**Instruction**:
Rewrite all of the material below as a numbered list with one line per item, skipping blank lines and leaving out the pictures.

**Supplied records**:
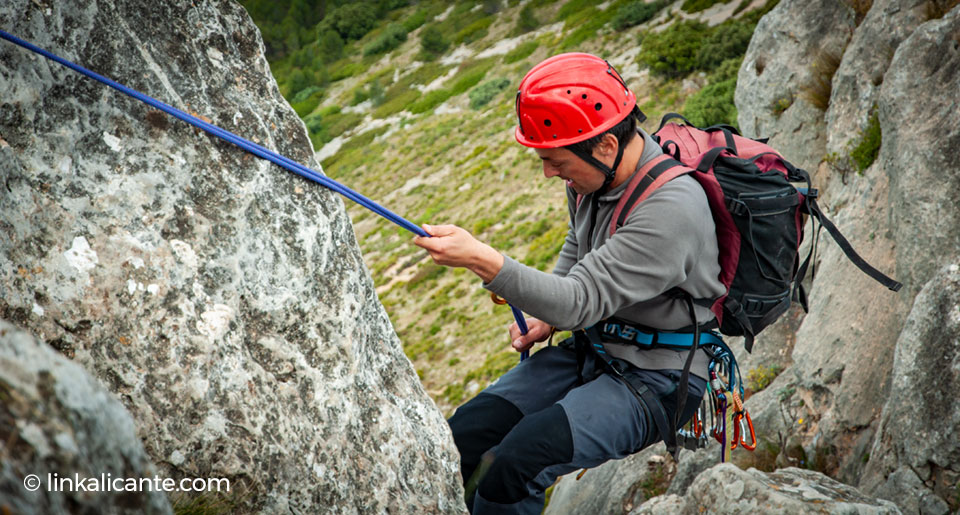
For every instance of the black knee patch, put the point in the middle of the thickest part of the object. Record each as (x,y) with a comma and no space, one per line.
(539,440)
(478,426)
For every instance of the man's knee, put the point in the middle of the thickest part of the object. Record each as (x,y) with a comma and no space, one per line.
(540,440)
(479,425)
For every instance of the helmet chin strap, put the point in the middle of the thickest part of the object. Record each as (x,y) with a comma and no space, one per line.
(609,172)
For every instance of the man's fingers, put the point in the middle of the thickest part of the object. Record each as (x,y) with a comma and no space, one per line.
(519,345)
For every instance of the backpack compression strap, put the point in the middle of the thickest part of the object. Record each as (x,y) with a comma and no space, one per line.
(657,172)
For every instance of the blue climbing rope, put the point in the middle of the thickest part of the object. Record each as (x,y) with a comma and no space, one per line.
(249,146)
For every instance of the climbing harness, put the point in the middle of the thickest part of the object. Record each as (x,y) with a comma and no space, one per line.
(249,146)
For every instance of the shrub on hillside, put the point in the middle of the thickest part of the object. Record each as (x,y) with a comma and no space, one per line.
(433,42)
(430,100)
(713,105)
(526,20)
(484,93)
(351,21)
(297,81)
(414,21)
(522,51)
(636,13)
(390,38)
(673,52)
(475,31)
(572,7)
(330,45)
(725,41)
(693,6)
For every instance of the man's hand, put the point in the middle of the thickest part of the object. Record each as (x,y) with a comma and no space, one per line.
(538,331)
(450,245)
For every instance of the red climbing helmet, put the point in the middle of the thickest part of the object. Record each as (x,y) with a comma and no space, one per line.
(569,98)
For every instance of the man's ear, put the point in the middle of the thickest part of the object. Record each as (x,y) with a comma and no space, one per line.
(608,146)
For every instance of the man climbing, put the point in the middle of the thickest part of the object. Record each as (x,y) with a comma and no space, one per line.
(565,407)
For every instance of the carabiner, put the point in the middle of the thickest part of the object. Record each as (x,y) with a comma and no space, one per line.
(740,432)
(698,421)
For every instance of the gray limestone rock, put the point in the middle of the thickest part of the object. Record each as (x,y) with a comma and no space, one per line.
(915,459)
(58,424)
(777,68)
(617,486)
(856,84)
(223,299)
(728,489)
(919,102)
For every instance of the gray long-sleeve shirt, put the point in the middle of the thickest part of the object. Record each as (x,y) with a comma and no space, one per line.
(668,241)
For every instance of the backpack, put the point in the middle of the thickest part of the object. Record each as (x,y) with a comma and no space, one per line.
(759,215)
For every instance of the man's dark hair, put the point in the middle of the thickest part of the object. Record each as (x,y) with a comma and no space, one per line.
(624,131)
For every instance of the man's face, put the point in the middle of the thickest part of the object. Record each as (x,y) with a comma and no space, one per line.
(560,162)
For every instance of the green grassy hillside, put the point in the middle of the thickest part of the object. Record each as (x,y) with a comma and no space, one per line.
(411,103)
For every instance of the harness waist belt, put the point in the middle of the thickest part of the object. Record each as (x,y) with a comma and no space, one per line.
(619,332)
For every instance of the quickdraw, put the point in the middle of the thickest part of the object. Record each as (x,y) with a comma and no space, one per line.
(518,316)
(740,417)
(724,390)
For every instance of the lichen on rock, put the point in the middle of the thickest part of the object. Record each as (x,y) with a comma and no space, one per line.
(223,299)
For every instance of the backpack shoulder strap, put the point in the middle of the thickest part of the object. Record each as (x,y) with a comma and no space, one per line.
(655,173)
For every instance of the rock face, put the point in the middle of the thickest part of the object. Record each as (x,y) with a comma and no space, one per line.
(56,421)
(617,486)
(728,489)
(787,48)
(868,393)
(221,298)
(916,456)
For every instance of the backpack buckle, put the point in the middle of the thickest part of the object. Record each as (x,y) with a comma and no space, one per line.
(810,193)
(737,207)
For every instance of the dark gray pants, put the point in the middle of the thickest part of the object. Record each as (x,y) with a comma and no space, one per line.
(537,423)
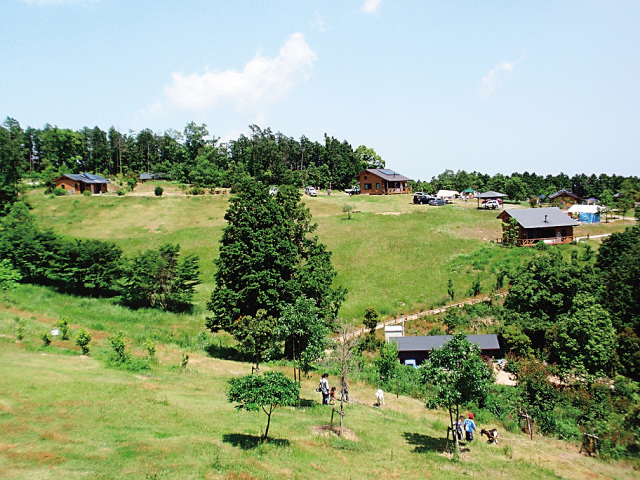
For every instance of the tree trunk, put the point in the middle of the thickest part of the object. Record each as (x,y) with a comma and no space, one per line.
(266,432)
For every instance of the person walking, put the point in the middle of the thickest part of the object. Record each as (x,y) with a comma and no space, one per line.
(469,428)
(345,392)
(324,388)
(458,425)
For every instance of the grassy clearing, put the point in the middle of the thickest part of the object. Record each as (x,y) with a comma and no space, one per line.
(68,416)
(392,255)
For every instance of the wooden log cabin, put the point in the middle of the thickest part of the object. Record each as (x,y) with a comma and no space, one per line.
(549,225)
(78,183)
(374,181)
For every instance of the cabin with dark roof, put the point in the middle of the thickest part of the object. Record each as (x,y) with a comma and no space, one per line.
(418,348)
(78,183)
(564,198)
(549,225)
(375,181)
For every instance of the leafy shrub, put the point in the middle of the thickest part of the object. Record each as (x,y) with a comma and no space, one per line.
(46,338)
(120,354)
(151,348)
(19,329)
(82,340)
(63,326)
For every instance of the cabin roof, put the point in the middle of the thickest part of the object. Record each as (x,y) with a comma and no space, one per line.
(426,343)
(541,217)
(387,174)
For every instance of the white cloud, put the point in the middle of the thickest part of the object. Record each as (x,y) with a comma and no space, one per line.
(57,2)
(371,6)
(263,80)
(497,75)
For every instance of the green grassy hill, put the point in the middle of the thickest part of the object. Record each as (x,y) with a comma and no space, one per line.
(63,415)
(392,255)
(66,416)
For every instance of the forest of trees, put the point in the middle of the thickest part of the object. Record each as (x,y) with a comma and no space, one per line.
(193,156)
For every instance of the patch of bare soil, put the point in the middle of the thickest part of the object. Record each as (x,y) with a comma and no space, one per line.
(324,431)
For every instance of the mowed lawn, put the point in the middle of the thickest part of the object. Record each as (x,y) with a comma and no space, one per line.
(391,255)
(66,416)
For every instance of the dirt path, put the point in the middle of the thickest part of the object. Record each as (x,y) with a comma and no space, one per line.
(434,311)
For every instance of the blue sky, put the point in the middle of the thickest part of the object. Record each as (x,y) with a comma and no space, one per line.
(492,86)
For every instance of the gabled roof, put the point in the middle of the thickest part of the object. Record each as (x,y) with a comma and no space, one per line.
(85,177)
(387,174)
(541,217)
(446,193)
(584,209)
(421,344)
(491,194)
(564,191)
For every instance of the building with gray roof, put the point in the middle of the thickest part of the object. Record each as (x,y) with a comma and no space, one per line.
(382,181)
(418,348)
(549,225)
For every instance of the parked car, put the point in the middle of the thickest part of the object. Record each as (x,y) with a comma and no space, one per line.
(492,204)
(421,198)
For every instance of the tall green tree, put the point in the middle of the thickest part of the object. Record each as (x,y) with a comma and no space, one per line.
(11,158)
(618,265)
(304,332)
(267,392)
(456,374)
(268,259)
(585,339)
(159,279)
(542,291)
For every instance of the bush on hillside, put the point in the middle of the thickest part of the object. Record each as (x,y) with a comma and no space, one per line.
(195,190)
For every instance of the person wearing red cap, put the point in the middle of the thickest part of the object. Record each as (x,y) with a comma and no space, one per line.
(469,428)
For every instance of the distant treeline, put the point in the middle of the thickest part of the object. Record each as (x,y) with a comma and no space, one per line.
(523,186)
(272,158)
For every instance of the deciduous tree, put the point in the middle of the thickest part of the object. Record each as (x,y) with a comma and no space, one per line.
(269,260)
(456,374)
(267,392)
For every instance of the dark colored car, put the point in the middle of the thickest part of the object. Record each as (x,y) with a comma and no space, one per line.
(421,198)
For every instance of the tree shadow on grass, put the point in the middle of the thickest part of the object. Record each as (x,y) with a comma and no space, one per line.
(425,443)
(306,403)
(249,442)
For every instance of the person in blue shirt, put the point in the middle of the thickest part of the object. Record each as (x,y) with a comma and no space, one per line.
(469,428)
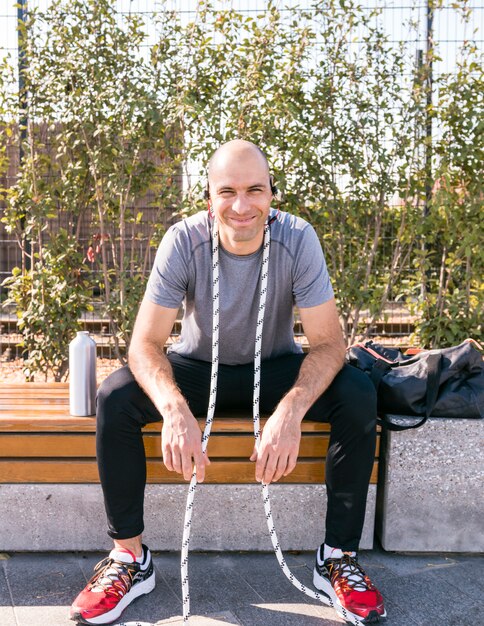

**Written response**:
1. For every instance of the black knee patch, put the point in the middle of the thickest part of the object. Record each as (x,y) with a comma and no space, one per line.
2. (539,440)
3. (478,426)
4. For every instance of the man's knee, put the point in the middle of the thickest part of the object. Record each as (x,y) with a comma and no space, one per line.
5. (540,440)
6. (479,425)
7. For every instance of the helmet chin strap, put the point in the middle of the thickest part of the object. Record each as (x,y) with a comma and no space, one per line.
8. (609,172)
9. For every instance of the man's fingers, put the point in the middle of the thickest part of the object. Record each as (x,y) with a comma and no space, one per line.
10. (519,345)
11. For every instance of the backpack compression strap, put the point in the middle of the thickest part of the object. Record each as (x,y) with a comma and no space, one per line.
12. (657,172)
13. For every instance of the blue climbing rope, put the point in the middle of the thickest part of the object. Record each as (x,y) with a comma and no space, one per line.
14. (249,146)
15. For every instance of the climbing harness, put the point in the middle of the thickest part of the object. Record each as (x,y) with a comma and no space, one per line.
16. (249,146)
17. For every instance of the shrub on hillside, put the point in the middle of the thickest part of the object. Record each as (x,y) with a comma and no space, one per line.
18. (433,42)
19. (430,100)
20. (713,105)
21. (526,20)
22. (484,93)
23. (351,21)
24. (297,81)
25. (414,21)
26. (522,51)
27. (636,13)
28. (390,38)
29. (673,52)
30. (475,31)
31. (572,7)
32. (330,45)
33. (725,41)
34. (693,6)
35. For every instance of the man's hand, put the point in the middle of the thickest part of the object. Record each as (x,y) with a comma and no space, one per line.
36. (538,331)
37. (450,245)
38. For every instance of the red climbing helmet, put the point in the middle of the thickest part of the object. Record each as (x,y) with a comma and no space, one per line.
39. (569,98)
40. For every instance of the man's ear, put the point in the middle of the thickest part of the object. Record each as (x,y) with a comma and no space, one per line.
41. (608,146)
42. For every instance of the man climbing, put the point in the middle of the thickest part of the object. Record each as (x,y) with a comma and no space, one per line.
43. (565,407)
44. For every instance of the carabiner, put the point in the middle of the thickest part of the object. Record each as (x,y) with a comma and no space, one per line.
45. (740,432)
46. (698,421)
47. For every instance of the gray limestone rock, put the point in the middle of the thickest part of the object. Record each as (x,y) with a comma and no space, one per line.
48. (915,459)
49. (58,424)
50. (777,68)
51. (617,486)
52. (856,84)
53. (223,299)
54. (728,489)
55. (919,102)
56. For every instance of the gray long-sleeve shirt, put the point in the middle of the thickest part of the object. Record each as (x,y) with a comma and no space, one per line.
57. (668,241)
58. For every instance of the backpack, put the point in the middle of the thickest part of the object. Record each as (x,y) with a comma and no space, one per line.
59. (759,215)
60. For every instance of the man's dark hair, put the point in the middle of the thickest part of the object. Record each as (x,y) with a comma and no space, one per line.
61. (624,131)
62. For every instance of the man's face, put the point in the middle of the thickest part of the object. Record each as (x,y) with a comma and no space, one per line.
63. (560,162)
64. For every instance of the green grassy hillside, put the point in the middle of the thickest part of the object. Record each as (x,y) with a comma and no space, one per line.
65. (411,103)
66. For every instance of the harness waist belt, put the point in the middle of the thickest part of the object. Record each as (x,y) with a comma and no space, one per line.
67. (619,332)
68. For every instance of the quickdraw, put the point in the middle of the thickest part of the object. Record each as (x,y) with a comma and no space, one per line.
69. (518,316)
70. (740,417)
71. (724,390)
72. For every instance of the lichen on rock, put the point in the middle of the thickest part of the object. Record each as (x,y) with a comma and no space, one per line.
73. (223,299)
74. For every instance of the backpack shoulder strap, put the point in the middle of the thickest part of the object. Record each as (x,y) with a comma and no space, one per line.
75. (655,173)
76. For every instance of the rock face, put the point in the middle of the thickest part of the object. Record each as (x,y) with a comma and no space, one per line.
77. (56,421)
78. (617,486)
79. (728,489)
80. (787,48)
81. (868,393)
82. (221,298)
83. (916,456)
84. For every instance of the backpack buckle, put the point in the middle of the thickest part of the object. Record each as (x,y) with a comma and no space, one per line.
85. (810,193)
86. (737,207)
87. For every instance of the dark gray pants, put the point in the middle of the thickest part of the object. Record each as (x,y) with a comma and no space, one per line.
88. (537,423)
89. For every instance of the tree trunk, put the point in the middle of the thickest part of the object. Record each as (x,y) with a comma and no space, one per line.
90. (266,432)
91. For every instance of the person walking, put the point in the middle of the thickest part of the object. Record each as (x,y) with a comma and no space, one per line.
92. (469,428)
93. (345,392)
94. (324,388)
95. (458,425)
96. For every instance of the grassy clearing, put the point in the middle of the thickest part of the object. Record each as (x,y) with a comma and no space, one per line.
97. (68,416)
98. (392,255)
99. For every instance of the wooden log cabin, put the point in the middle of the thickest part of the object. Record each as (x,y) with a comma and no space, one per line.
100. (549,225)
101. (78,183)
102. (374,181)
103. For every instance of the cabin with dark roof, put the point in the middle of the thickest part of the object. Record each as (x,y) with a comma and no space, one per line.
104. (418,348)
105. (78,183)
106. (564,198)
107. (549,225)
108. (375,181)
109. For every instance of the leafy shrub, put the point in the middle of the thickest part of the object. Record each as (x,y) with a comma and no space, one per line.
110. (46,338)
111. (120,354)
112. (151,348)
113. (19,329)
114. (82,340)
115. (63,326)
116. For every instance of the cabin roof, put the point in the middle of the thickest part of the object. Record each as (x,y) with a comma and no space, one per line.
117. (426,343)
118. (541,217)
119. (387,174)
120. For every instance of the white cloud, put the point in the middle of the thickest part of the object. Record each as (x,y) with a comma and no space, one per line.
121. (57,2)
122. (371,6)
123. (263,80)
124. (497,75)
125. For every instance of the green grassy hill, put the point in the middle of the thickest part of the object. Record each as (x,y) with a comma and no space, one per line.
126. (63,415)
127. (392,255)
128. (66,416)
129. For every instance of the forest of trees, put the point in the middle of the thickest part of the object. Record each as (x,y) with a comma and no space, one per line.
130. (193,156)
131. For every instance of the patch of bare soil, put the point in the middle of the thickest part of the object. Record each as (x,y) with a comma and no space, one per line.
132. (324,431)
133. For every instance of the mowed lawn, put the point in the middle of the thickest part of the object. Record each as (x,y) with a comma and no space, one per line.
134. (391,255)
135. (66,416)
136. For every instance of the dirt path, put the point in the middle of the thickest part of the object. Record each as (x,y) with a comma and no space, one per line.
137. (434,311)
138. For every instance of the blue sky, put the point in the middle of the thickest part of the object. Record each as (x,y) with a comma and no space, one per line.
139. (492,86)
140. For every instance of the gabled roof, put the point in the middle of the thickest part of the object. Record each as (x,y) with a comma and no space, one per line.
141. (85,177)
142. (387,174)
143. (541,217)
144. (446,193)
145. (584,209)
146. (421,344)
147. (491,194)
148. (564,191)
149. For every instance of the building with gray roof, put the point in the middle of the thickest part of the object. Record each as (x,y) with a comma and no space, one per line.
150. (382,181)
151. (418,348)
152. (549,225)
153. For every instance of the parked car, put the point in the middle of the thickest part of the object. Record each as (x,y) with a comma and no space, one per line.
154. (492,204)
155. (421,198)
156. For every instance of the tall green tree, put the point in the middle of the thickest part of the object. Record each as (x,y) with a comma and no space, one per line.
157. (11,158)
158. (618,265)
159. (304,332)
160. (267,392)
161. (456,374)
162. (268,259)
163. (585,339)
164. (159,279)
165. (542,291)
166. For every instance of the bush on hillside, put the point in the middle of the thickest part of the object. Record each as (x,y) with a comma and no space, one per line.
167. (195,190)
168. For every instance of the person wearing red cap, put the point in the middle of the thickest part of the object. Record each as (x,y) with a comma and no space, one per line.
169. (469,428)
170. For every instance of the distant treeline, put the point in the middle of the thickest part of the object. Record each as (x,y) with a comma and no space, one per line.
171. (523,186)
172. (272,158)
173. For every instance of the deciduous tree, put the point in the middle of the thickest part of the object. Record each as (x,y) with a comma and no space, one per line.
174. (269,260)
175. (456,374)
176. (267,392)
177. For every instance of the dark colored car, put the point in the middle of the thickest part of the object. Record each as (x,y) with a comma and no space, one per line.
178. (421,198)
179. For every instance of the tree shadow on grass, put the point in the middle of the thickest part of the object. Record each as (x,y) with a comma and no space, one per line.
180. (425,443)
181. (306,403)
182. (249,442)
183. For every instance of the person in blue shirt, put the point in the middle of the thickest part of the object. Record each as (x,y) with a comma and no space, one per line.
184. (469,428)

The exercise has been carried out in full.